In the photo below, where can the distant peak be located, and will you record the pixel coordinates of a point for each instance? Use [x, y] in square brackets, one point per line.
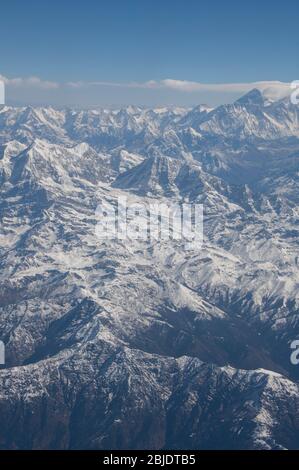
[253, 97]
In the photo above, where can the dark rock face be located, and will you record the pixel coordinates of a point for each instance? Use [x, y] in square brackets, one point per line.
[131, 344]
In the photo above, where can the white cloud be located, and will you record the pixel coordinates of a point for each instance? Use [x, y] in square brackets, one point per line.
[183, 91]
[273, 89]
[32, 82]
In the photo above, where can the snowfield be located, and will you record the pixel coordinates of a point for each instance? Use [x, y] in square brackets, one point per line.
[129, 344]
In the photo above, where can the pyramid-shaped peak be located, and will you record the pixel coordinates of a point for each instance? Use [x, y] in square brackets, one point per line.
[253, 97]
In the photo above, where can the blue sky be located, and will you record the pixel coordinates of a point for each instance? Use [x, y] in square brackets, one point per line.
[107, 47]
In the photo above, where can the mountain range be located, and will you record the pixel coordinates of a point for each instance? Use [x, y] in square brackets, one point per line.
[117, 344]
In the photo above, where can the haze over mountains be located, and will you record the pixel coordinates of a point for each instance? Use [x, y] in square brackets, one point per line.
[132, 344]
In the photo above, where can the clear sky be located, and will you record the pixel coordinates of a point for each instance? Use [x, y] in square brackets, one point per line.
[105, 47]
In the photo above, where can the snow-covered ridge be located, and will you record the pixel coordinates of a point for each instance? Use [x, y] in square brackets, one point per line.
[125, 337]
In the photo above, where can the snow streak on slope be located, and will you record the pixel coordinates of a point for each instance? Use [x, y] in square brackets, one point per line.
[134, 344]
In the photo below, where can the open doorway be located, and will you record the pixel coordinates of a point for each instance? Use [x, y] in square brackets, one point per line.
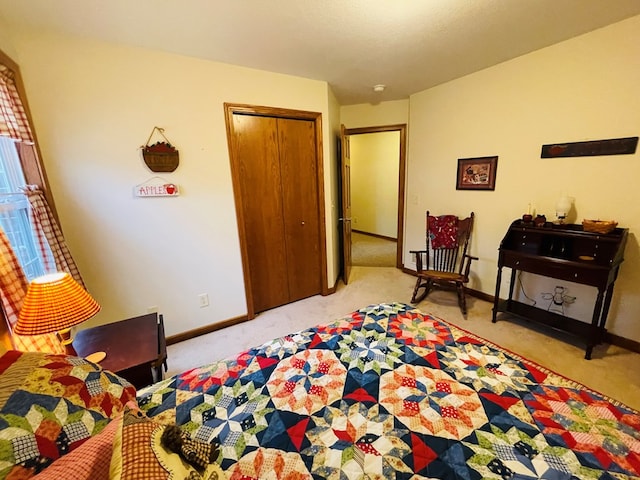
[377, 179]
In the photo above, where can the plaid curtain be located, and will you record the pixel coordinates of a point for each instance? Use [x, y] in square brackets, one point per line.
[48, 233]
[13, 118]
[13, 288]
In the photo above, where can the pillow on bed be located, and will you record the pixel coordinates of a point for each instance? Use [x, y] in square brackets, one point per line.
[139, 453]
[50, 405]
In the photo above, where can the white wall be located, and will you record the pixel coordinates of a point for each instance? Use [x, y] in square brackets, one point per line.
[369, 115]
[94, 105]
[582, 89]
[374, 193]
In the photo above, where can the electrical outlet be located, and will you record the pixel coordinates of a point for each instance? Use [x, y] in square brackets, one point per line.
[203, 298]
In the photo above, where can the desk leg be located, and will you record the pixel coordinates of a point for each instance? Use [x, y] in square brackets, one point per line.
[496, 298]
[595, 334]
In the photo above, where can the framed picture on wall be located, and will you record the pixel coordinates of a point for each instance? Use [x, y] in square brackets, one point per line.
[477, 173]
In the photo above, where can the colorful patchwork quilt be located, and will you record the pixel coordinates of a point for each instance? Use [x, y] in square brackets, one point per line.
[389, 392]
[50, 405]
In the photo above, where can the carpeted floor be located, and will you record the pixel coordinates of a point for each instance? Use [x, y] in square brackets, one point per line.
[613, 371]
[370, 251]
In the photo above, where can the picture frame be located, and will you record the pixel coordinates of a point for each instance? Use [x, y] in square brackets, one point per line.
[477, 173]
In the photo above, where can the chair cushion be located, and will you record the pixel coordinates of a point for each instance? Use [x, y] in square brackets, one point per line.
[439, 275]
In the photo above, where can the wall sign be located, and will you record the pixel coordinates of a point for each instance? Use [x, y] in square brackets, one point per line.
━━━━━━━━
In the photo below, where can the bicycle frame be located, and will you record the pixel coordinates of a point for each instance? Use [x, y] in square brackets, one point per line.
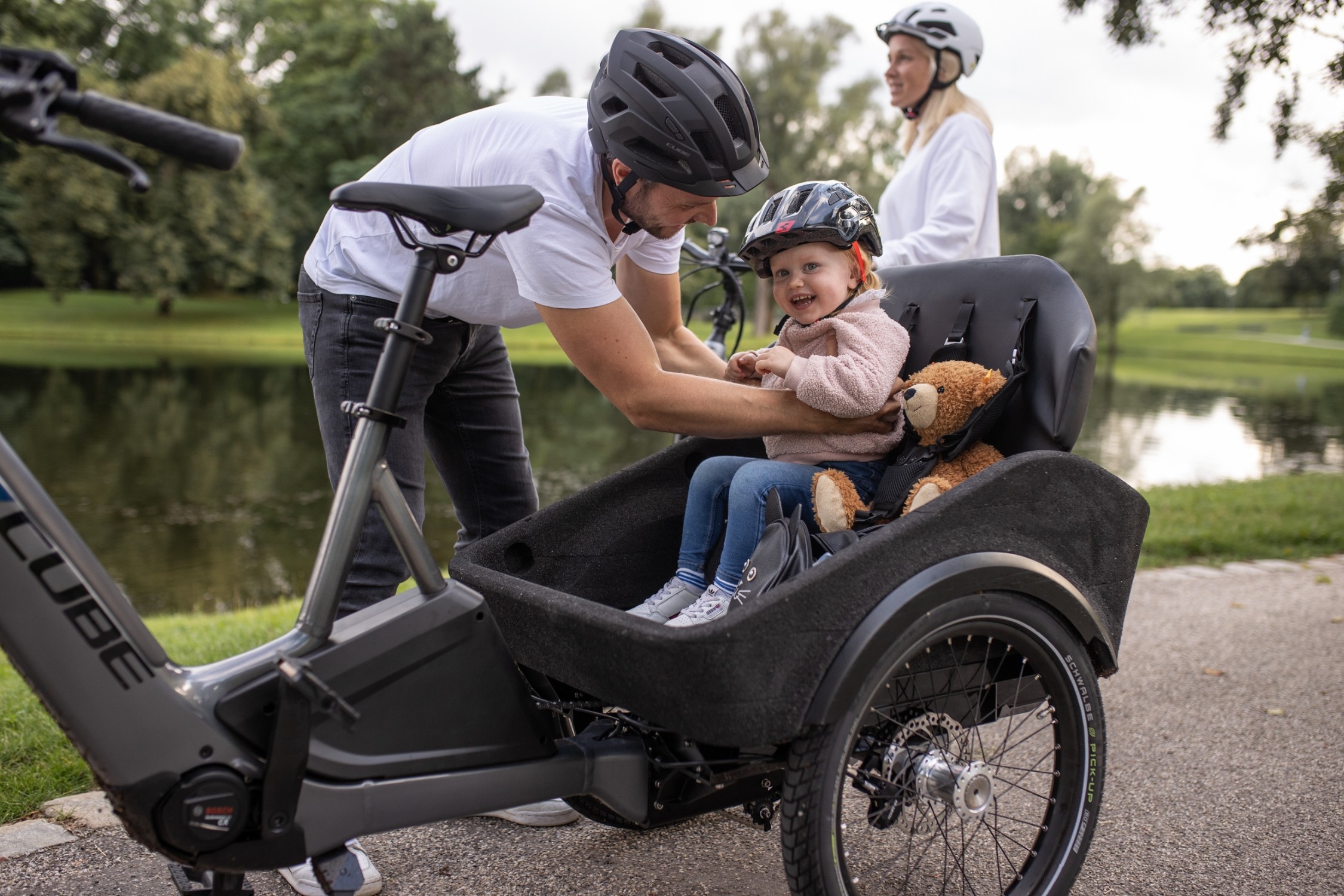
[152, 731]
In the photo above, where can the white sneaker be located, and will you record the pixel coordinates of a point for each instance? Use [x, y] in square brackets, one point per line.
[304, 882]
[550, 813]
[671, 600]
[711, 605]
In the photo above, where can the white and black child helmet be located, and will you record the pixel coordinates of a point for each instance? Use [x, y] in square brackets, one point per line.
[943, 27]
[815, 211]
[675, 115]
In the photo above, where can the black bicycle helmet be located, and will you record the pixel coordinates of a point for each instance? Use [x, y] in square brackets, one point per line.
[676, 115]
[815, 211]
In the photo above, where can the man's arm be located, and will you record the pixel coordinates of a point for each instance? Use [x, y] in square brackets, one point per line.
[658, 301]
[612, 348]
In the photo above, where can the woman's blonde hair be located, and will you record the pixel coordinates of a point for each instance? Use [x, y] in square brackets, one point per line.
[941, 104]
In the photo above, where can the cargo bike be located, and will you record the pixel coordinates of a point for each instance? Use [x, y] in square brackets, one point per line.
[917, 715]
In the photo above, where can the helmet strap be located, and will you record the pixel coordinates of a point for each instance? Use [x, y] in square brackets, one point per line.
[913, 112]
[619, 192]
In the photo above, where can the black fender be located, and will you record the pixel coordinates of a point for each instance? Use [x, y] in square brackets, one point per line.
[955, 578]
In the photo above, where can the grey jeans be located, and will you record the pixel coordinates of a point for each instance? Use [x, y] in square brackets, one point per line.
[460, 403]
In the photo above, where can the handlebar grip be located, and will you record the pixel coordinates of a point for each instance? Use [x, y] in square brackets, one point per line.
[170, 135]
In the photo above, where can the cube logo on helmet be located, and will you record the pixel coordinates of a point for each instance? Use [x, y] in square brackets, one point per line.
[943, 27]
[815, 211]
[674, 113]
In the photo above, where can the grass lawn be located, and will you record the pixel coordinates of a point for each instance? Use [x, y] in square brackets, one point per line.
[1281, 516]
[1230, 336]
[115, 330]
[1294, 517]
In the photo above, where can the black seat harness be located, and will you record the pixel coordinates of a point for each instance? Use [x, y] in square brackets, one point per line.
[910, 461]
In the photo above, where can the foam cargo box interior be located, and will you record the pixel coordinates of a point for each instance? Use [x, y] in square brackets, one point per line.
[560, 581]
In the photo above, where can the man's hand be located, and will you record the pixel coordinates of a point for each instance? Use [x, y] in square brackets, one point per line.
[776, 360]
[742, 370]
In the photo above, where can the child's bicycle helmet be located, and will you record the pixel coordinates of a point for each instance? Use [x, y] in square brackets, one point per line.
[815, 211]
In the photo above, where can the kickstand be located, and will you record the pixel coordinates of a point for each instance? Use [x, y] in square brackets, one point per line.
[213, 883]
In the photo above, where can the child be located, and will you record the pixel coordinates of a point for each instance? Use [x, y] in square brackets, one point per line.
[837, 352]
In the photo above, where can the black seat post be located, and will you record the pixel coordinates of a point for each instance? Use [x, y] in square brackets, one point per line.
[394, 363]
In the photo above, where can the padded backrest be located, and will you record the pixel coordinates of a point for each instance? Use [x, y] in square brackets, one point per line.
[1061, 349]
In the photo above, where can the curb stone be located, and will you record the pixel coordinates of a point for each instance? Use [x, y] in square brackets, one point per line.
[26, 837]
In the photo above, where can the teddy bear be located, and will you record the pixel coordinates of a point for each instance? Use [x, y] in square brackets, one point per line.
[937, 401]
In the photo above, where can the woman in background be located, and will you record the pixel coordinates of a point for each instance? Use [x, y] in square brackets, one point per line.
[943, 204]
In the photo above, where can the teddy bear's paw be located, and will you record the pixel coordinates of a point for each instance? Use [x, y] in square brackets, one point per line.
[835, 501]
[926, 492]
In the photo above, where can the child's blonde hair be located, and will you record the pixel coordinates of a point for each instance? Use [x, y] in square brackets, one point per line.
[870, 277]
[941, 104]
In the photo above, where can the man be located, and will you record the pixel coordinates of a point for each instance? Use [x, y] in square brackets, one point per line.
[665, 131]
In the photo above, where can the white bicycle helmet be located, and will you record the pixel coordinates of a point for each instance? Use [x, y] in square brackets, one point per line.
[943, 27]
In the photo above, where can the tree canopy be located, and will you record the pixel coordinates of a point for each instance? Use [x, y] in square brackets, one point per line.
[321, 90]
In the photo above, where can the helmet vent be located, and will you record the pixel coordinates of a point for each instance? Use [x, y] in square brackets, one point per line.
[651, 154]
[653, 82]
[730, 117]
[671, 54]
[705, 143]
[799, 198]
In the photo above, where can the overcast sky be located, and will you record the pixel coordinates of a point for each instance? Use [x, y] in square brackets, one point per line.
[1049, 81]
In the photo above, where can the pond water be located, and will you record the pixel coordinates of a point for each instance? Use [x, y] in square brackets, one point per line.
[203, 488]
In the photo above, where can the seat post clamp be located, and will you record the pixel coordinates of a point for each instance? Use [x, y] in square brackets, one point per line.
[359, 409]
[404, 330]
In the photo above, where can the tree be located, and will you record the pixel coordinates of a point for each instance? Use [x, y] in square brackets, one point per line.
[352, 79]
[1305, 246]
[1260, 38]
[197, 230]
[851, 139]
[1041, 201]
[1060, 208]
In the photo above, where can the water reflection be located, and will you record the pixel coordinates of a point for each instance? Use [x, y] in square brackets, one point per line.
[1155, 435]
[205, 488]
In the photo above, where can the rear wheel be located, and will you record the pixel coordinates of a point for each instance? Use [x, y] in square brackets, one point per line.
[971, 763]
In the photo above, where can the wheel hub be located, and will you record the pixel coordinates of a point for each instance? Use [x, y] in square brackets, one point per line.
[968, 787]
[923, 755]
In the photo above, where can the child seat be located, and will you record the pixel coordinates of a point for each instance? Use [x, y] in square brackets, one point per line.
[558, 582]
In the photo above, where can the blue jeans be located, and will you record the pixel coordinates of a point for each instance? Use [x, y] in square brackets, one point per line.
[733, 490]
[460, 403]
━━━━━━━━
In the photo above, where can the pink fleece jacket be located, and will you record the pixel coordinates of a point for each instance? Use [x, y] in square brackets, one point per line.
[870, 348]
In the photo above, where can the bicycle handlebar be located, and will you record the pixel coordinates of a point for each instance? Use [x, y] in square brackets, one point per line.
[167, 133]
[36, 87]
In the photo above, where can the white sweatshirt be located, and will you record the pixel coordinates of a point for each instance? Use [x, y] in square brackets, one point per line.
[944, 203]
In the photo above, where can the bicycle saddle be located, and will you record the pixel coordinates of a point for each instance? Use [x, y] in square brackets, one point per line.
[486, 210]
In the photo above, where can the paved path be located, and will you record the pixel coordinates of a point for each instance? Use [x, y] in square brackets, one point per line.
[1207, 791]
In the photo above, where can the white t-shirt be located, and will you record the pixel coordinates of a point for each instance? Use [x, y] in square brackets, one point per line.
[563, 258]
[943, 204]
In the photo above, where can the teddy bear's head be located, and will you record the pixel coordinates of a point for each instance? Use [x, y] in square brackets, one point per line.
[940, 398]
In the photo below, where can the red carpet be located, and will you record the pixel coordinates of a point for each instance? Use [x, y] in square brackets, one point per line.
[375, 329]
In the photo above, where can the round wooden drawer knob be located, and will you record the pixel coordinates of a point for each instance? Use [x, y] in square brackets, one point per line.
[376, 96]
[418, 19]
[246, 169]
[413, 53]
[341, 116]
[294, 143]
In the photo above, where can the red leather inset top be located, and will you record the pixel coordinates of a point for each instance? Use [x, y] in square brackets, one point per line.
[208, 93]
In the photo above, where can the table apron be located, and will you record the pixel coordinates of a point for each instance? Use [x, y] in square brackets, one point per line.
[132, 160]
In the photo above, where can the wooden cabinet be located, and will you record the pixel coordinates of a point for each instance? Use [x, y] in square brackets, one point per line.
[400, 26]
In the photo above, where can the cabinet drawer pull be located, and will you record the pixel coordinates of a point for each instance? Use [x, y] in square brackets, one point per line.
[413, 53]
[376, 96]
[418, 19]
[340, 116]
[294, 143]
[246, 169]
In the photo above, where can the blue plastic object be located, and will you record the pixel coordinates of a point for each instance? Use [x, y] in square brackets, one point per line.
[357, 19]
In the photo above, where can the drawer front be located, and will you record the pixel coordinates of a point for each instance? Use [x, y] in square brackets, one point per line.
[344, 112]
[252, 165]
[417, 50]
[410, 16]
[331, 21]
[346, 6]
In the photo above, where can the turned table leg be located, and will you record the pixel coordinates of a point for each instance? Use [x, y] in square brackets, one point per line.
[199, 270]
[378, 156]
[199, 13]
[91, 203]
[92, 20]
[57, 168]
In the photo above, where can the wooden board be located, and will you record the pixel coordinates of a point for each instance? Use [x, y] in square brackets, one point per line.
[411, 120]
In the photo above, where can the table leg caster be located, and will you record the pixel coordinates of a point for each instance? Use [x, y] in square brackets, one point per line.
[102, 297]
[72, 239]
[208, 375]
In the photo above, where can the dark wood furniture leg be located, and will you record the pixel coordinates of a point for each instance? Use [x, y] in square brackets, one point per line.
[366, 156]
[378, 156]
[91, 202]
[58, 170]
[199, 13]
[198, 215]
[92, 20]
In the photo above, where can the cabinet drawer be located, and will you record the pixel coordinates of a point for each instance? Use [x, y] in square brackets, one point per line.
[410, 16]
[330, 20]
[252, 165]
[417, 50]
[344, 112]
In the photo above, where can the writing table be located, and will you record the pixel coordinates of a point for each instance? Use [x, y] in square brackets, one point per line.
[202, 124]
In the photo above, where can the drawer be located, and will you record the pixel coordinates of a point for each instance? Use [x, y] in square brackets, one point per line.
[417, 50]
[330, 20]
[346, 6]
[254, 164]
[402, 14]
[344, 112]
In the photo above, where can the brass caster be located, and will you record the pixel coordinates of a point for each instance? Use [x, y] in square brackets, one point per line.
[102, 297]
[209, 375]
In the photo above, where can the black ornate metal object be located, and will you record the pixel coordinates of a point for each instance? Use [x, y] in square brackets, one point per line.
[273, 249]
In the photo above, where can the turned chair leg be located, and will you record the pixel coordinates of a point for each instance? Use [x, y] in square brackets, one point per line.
━━━━━━━━
= To do =
Copy out the records word for word, starting with the line that contains "In the photo above, where can the chair" and ending with the line that contains "In the photo above, where can the wall", including both of those lines.

= Complete output =
In the photo above, where can the chair cushion be located, and will you record the pixel coordinates of a point for each instance? Use [x, y] in square brackets, one point per line.
[439, 275]
In the photo above, where can the wall sign be located, and will you record the pixel coordinates of a point for each instance? Use [x, y] in square brackets, one point per line.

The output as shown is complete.